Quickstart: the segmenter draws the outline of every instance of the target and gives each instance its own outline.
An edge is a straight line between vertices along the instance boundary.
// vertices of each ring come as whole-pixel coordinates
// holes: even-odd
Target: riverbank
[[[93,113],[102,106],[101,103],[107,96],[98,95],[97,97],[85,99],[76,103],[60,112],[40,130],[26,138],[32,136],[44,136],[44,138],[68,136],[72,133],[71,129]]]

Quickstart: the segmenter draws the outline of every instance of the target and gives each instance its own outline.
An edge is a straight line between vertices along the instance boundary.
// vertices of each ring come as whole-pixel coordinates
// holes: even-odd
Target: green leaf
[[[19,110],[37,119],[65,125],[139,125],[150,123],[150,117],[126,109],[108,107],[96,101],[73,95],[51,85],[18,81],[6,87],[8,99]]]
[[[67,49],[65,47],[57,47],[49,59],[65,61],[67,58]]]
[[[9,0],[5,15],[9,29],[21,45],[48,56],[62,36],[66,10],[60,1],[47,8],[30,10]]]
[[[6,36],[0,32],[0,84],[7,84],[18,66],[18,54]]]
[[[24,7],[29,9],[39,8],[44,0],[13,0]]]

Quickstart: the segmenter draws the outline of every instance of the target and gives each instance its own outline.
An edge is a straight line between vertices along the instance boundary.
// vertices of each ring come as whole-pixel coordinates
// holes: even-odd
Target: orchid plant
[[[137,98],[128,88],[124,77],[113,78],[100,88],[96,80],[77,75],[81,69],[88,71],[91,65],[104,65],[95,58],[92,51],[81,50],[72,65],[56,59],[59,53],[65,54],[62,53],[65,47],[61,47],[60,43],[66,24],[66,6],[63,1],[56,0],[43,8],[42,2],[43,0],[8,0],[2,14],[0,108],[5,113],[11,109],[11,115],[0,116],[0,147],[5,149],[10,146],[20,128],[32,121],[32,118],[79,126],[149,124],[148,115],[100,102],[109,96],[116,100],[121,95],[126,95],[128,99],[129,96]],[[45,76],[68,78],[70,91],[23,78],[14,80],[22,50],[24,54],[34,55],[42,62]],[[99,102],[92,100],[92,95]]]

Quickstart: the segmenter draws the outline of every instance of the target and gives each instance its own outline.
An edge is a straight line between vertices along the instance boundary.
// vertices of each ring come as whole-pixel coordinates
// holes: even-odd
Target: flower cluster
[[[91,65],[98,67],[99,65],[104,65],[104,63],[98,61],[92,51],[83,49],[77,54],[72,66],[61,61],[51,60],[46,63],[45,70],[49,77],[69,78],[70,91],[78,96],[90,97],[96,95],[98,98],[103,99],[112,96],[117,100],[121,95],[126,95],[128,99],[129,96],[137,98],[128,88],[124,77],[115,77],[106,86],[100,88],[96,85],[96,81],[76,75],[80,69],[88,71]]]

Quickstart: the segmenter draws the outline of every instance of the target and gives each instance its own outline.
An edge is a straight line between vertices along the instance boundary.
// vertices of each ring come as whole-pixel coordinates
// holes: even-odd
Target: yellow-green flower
- - -
_Task to carry out:_ Restate each of the entries above verbatim.

_The result:_
Quickstart: the segmenter draws the outline of every instance of the target and gives each instance its own outline.
An edge is a straight line between vertices along the instance boundary.
// vertices of each ring come as whole-pixel coordinates
// holes: even-odd
Target: riverbank
[[[93,113],[102,106],[101,103],[107,96],[98,95],[97,97],[85,99],[76,103],[60,112],[40,130],[26,138],[32,136],[44,136],[44,138],[68,136],[72,133],[71,129]]]

Quickstart: the segmenter draws the outline of every instance of the target and gives each instance its own outline.
An edge is a straight line between vertices along the instance boundary.
// vertices of each ring come as whole-pixel coordinates
// holes: even-odd
Target: green leaf
[[[19,110],[37,119],[65,125],[139,125],[150,123],[150,117],[126,109],[108,107],[96,101],[73,95],[51,85],[18,81],[6,87],[8,99]]]
[[[67,49],[65,47],[57,47],[49,59],[65,61],[67,58]]]
[[[9,0],[5,15],[9,29],[21,45],[48,56],[62,36],[66,10],[60,1],[47,8],[30,10]]]
[[[6,36],[0,32],[0,84],[7,84],[18,66],[18,54]]]
[[[24,7],[29,9],[39,8],[44,0],[13,0]]]

Quickstart: the segmenter draws the outline of every instance of the target and gives each instance its own outline.
An edge is a straight line between vertices along the instance boundary.
// vertices of each ring come as whole-pixel coordinates
// holes: even-odd
Target: orchid plant
[[[137,98],[128,88],[124,77],[113,78],[100,88],[96,80],[77,75],[81,69],[88,71],[91,65],[104,65],[95,58],[92,51],[81,50],[72,65],[56,59],[59,53],[65,54],[62,53],[65,47],[61,47],[60,43],[66,24],[66,6],[63,1],[56,0],[43,8],[42,2],[43,0],[8,0],[2,14],[0,108],[5,113],[11,109],[11,115],[0,116],[0,147],[5,149],[10,146],[20,128],[32,121],[32,118],[79,126],[149,124],[148,115],[100,102],[109,96],[116,100],[121,95],[126,95],[128,99],[129,96]],[[45,76],[68,78],[70,91],[23,78],[14,80],[22,50],[24,54],[34,55],[42,62]],[[99,102],[92,100],[92,95]]]

Quickstart: the segmenter draws the outline of every instance of the target and gives each instance its own outline.
An edge is a straight line between vertices along the instance boundary.
// vertices of each ring come as whole-pixel coordinates
// holes: even-odd
Target: flower cluster
[[[91,65],[98,67],[99,65],[104,65],[104,63],[98,61],[92,51],[83,49],[77,54],[72,66],[61,61],[51,60],[46,63],[45,70],[49,77],[69,78],[70,91],[78,96],[90,97],[96,95],[98,98],[103,99],[112,96],[117,100],[121,95],[126,95],[128,99],[129,96],[137,98],[128,88],[124,77],[115,77],[106,86],[100,88],[96,85],[96,81],[76,75],[80,69],[88,71]]]

Quickstart: the segmenter draws the outline of every instance of the target and gives each instance its own outline.
An edge is a straight line between vertices along the instance boundary.
// vertices of each ring come as whole-pixel coordinates
// holes: even-odd
Target: yellow-green flower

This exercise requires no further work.